[DOCUMENT EXCERPT]
━━━━━━━━━━━━━━━━━━━━━━━━━━━━━━
Horizontal Scalability: Data is spread across multiple brokers
Parallel Processing: Multiple consumers can read in parallel
Ordering Guarantees: Records within a partition are strictly ordered
Load Balancing: Producers distribute records across partitions

Partition Assignment and Keys

Records are assigned to partitions based on their key:


┌────────────────────────────────────────────────────────────────┐
│                 Partition Assignment Logic                      │
├────────────────────────────────────────────────────────────────┤
│                                                                  │
│  if (key == null)                                               │
│      partition = stickyPartition()  // Batch, then switch       │
│  else                                                           │
│      partition = hash(key) % numPartitions                      │
│                                                                  │
└────────────────────────────────────────────────────────────────┘

Key-based partitioning guarantees:

Records with the same key always go to the same partition
Records with the same key are always in order relative to each other
Perfect for maintaining per-entity ordering (e.g., all orders for customer X)


┌────────────────────────────────────────────────────────────────┐
│                    Key-Based Partitioning                       │
├────────────────────────────────────────────────────────────────┤
│                                                                  │
│  Records with keys:                                              │
│  [A:1] [B:2] [A:3] [C:4] [B:5] [A:6] [C:7] [B:8]                │
│                                                                  │
│  After partitioning (3 partitions):                              │
│                                                                  │
│  Partition 0: [A:1] ─► [A:3] ─► [A:6]    (all key=A, ordered)   │
│  Partition 1: [B:2] ─► [B:5] ─► [B:8]    (all key=B, ordered)   │
│  Partition 2: [C:4] ─► [C:7]             (all key=C, ordered)   │
│                                                                  │
│  ✓ Per-key ordering preserved                                    │
│  ✗ No global ordering across partitions                          │
│                                                                  │
└────────────────────────────────────────────────────────────────┘

Choosing Partition Count

The partition count decision involves several trade-offs:


┌────────────────────────────────────────────────────────────────┐
│               Partition Count Considerations                    │
├────────────────────────────────────────────────────────────────┤
│                                                                  │
│  More Partitions                   Fewer Partitions             │
│  ──────────────                    ─────────────────            │
│  ✓ Higher throughput               ✓ Lower overhead              │
│  ✓ More consumer parallelism       ✓ Faster leader elections     │
│  ✓ Better load distribution        ✓ Less memory usage           │
│  ✗ More file handles               ✓ Stronger ordering           │
│  ✗ Longer leader elections         ✗ Limited parallelism         │
│  ✗ More memory overhead            ✗ Potential hot spots         │
│                                                                  │
│  Rule of Thumb:                                                  │
│  ─────────────                                                   │
│  partitions = max(throughput / partition_throughput,             │
│                   expected_consumers)                            │
│                                                                  │
│  Where partition_throughput ≈ 10-50 MB/s depending on hardware  │
│                                                                  │
│  ⚠️  You can increase partitions later, but NOT decrease them    │
│                                                                  │
└────────────────────────────────────────────────────────────────┘

The Hot Partition Problem

Uneven key distribution leads to “hot” partitions:


┌────────────────────────────────────────────────────────────────┐
│                    Hot Partition Anti-Pattern                   │
├────────────────────────────────────────────────────────────────┤
│                                                                  │
│  Bad: Using low-cardinality keys                                 │
│  key = record.country  // Only ~200 unique values               │
│                                                                  │
│  Result:                                                         │
│  P0 (USA):     ████████████████████████████░░░ (80% of traffic) │
│  P1 (UK):      ████░░░░░░░░░░░░░░░░░░░░░░░░░░░ (10%)            │
│  P2 (Germany): ███░░░░░░░░░░░░░░░░░░░░░░░░░░░░ (8%)             │
│  P3 (Others):  ██░░░░░░░░░░░░░░░░░░░░░░░░░░░░░ (2%)             │
│                                                                  │
│  Good: Using high-cardinality keys                               │
│  key = s"${record.country}-${record.userId}"                    │
│                                                                  │
│  Result:                                                         │
│  P0: █████████░░░░░░░░░░░░░░░░░░░░░ (25%)                       │
│  P1: █████████░░░░░░░░░░░░░░░░░░░░░ (25%)                       │
│  P2: █████████░░░░░░░░░░░░░░░░░░░░░ (25%)                       │
│  P3: █████████░░░░░░░░░░░░░░░░░░░░░ (25%)                       │
│                                                                  │
└────────────────────────────────────────────────────────────────┘

Producers: Writing Data to Kafka

Applications that send data into topics are called Kafka producers. A producer sends messages to a topic, and messages are distributed across the topic’s partitions.
━━━━━━━━━━━━━━━━━━━━━━━━━━━━━━
[ENTRIES PROVIDED]
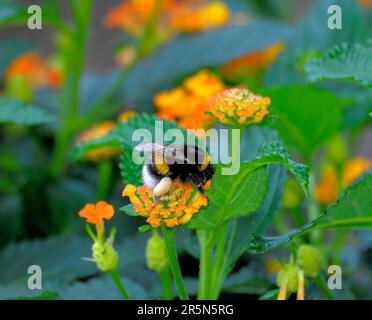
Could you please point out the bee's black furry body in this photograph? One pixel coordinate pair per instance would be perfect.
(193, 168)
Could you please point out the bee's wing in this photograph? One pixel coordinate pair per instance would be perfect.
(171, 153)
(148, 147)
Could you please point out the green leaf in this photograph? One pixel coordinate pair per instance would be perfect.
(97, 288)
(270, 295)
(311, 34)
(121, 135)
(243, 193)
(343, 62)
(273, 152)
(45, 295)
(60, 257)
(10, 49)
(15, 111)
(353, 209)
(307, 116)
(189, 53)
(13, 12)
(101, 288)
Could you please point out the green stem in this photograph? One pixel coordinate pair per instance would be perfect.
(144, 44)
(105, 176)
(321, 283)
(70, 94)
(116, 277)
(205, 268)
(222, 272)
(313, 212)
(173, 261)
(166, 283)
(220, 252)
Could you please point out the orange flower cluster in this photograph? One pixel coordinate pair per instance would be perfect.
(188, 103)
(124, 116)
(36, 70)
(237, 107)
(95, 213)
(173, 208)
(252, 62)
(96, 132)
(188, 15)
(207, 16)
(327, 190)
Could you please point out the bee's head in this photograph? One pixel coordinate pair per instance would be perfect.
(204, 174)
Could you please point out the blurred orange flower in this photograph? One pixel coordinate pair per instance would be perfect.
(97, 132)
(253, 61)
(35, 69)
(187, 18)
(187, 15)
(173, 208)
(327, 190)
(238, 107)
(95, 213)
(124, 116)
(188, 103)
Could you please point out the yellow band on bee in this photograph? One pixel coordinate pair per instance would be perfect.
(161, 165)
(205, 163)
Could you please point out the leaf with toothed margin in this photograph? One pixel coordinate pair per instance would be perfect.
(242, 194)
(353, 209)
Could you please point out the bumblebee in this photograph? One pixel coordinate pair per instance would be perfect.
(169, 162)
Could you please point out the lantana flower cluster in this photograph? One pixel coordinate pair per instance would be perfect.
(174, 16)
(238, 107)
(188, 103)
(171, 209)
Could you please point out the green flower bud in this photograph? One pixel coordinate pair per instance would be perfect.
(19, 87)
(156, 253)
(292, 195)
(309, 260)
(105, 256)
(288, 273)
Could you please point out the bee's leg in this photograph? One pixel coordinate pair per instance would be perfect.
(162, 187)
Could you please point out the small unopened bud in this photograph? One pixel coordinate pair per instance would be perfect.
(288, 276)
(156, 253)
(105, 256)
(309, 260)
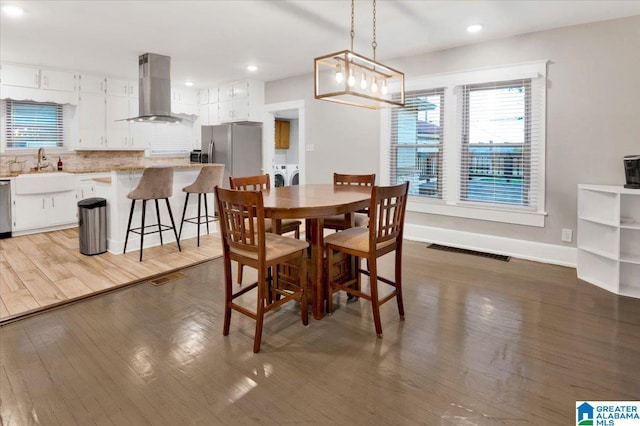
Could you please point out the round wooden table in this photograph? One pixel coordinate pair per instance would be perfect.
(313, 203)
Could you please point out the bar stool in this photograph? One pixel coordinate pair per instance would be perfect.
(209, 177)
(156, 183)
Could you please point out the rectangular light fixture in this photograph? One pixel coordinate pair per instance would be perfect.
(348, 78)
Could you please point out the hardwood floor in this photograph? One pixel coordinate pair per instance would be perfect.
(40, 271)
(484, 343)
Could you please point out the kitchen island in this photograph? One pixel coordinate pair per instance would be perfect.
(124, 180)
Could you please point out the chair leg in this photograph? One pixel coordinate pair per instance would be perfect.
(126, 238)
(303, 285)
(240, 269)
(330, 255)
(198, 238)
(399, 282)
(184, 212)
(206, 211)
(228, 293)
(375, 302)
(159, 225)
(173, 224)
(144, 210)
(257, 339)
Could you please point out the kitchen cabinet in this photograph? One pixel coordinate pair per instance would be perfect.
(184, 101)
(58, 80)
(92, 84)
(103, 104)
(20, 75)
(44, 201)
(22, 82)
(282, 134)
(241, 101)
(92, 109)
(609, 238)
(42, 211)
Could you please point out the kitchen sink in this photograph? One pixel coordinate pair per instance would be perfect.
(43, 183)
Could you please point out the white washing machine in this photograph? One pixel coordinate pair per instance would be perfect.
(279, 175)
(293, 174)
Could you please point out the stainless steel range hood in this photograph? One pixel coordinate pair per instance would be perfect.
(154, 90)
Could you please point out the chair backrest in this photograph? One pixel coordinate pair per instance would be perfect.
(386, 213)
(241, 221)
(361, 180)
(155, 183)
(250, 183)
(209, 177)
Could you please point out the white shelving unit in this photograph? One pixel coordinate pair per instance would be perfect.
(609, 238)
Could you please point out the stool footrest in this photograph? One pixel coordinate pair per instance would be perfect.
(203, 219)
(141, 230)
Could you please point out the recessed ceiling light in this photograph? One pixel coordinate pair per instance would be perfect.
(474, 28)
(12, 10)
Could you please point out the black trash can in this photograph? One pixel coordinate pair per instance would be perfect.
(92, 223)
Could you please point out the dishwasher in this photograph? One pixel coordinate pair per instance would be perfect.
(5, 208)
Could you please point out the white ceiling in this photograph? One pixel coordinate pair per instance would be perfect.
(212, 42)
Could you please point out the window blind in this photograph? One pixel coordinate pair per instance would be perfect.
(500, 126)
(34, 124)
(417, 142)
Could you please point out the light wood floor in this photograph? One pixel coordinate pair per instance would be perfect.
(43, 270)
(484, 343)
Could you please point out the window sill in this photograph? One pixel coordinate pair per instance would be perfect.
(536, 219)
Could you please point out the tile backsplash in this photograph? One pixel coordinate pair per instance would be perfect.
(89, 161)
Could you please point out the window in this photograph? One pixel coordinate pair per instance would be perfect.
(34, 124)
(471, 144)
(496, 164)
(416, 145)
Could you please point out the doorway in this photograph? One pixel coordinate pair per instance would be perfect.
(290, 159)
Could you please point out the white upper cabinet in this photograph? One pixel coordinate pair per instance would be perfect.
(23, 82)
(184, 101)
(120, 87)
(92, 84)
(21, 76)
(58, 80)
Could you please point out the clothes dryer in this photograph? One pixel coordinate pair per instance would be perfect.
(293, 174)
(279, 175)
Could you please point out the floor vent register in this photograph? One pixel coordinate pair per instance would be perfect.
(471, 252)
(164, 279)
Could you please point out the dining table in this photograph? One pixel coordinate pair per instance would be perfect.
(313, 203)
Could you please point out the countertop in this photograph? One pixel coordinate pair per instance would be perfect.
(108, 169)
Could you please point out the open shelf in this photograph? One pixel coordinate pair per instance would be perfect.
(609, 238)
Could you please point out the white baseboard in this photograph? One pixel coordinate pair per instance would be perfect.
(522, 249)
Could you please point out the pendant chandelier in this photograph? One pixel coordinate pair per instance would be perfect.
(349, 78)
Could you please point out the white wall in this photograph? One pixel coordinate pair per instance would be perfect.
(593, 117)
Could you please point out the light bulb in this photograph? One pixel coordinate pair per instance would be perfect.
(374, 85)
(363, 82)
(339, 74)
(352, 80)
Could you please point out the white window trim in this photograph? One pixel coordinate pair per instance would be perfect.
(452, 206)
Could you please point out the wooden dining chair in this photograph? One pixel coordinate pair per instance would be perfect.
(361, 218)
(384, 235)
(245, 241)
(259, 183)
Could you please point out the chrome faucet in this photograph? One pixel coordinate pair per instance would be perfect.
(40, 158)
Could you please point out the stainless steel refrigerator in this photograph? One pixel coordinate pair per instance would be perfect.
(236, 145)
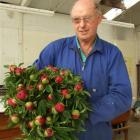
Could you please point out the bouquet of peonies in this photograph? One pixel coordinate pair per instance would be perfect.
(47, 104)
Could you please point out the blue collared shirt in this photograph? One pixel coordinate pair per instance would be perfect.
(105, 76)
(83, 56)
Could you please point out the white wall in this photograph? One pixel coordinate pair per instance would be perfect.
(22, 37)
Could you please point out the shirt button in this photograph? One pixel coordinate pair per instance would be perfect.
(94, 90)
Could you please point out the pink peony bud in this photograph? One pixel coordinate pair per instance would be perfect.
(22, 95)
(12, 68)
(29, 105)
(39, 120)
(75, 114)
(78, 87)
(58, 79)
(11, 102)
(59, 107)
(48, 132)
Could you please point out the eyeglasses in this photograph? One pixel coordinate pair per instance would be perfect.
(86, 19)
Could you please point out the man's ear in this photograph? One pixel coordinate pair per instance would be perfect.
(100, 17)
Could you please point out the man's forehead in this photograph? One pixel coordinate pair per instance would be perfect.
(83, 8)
━━━━━━━━━━━━━━━━━━━━━━━━━━━━━━
Reproduce word for word the stretch of the Kafka partitioning excerpt from "Applications that send" through "the topic’s partitions.".

[WRITTEN ANSWER]
Applications that send data into topics are called Kafka producers. A producer sends messages to a topic, and messages are distributed across the topic’s partitions.